**Task requirements**
Repeat each item below word for word.

**Dataset excerpts**
● ● ● ● ●

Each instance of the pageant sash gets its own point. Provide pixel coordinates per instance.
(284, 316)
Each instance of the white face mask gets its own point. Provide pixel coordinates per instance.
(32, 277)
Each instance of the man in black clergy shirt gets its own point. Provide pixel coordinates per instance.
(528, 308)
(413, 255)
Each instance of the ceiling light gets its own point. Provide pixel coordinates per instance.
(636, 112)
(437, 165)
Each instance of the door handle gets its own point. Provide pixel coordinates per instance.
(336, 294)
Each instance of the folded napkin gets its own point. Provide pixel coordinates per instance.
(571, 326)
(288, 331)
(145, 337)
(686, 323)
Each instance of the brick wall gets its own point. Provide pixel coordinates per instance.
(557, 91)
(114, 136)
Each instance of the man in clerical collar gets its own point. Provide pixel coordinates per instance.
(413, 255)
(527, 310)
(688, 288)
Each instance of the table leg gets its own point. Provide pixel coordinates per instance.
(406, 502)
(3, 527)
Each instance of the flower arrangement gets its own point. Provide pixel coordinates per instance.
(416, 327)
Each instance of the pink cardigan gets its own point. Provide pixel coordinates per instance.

● ● ● ● ●

**Exercise output**
Each instance of the pageant sash gets its own point. Provide pixel coordinates per instance.
(284, 316)
Each instance of the white face mask gets its own point. Provide pixel coordinates per instance.
(32, 277)
Each instance of the man in black clergy shirt gets its own point. Provide pixel coordinates per instance.
(528, 308)
(413, 255)
Each instance of the ceiling light gets its own point. Provide pixel coordinates per instance.
(636, 112)
(437, 165)
Each instance of the door handle gets its own point. Provide pixel coordinates per instance.
(336, 294)
Each instance of the folded napkin gets its own point. Provide pixel coordinates per instance.
(571, 326)
(288, 331)
(145, 337)
(686, 323)
Each instance of the brick wall gets its own point. Provide pixel coordinates per instance.
(557, 91)
(114, 136)
Each instance of the man in clerical collar gets its own point. Provide pixel coordinates per instance.
(413, 255)
(527, 310)
(688, 288)
Each instance of the table leg gets its own point. Provide pixel coordinates per instance.
(406, 502)
(3, 527)
Each instance of the flower arrangement gets its own point. Provide pixel coordinates per instance.
(416, 327)
Each instance of the pink cardigan gets its own point. Provide pixel coordinates per instance.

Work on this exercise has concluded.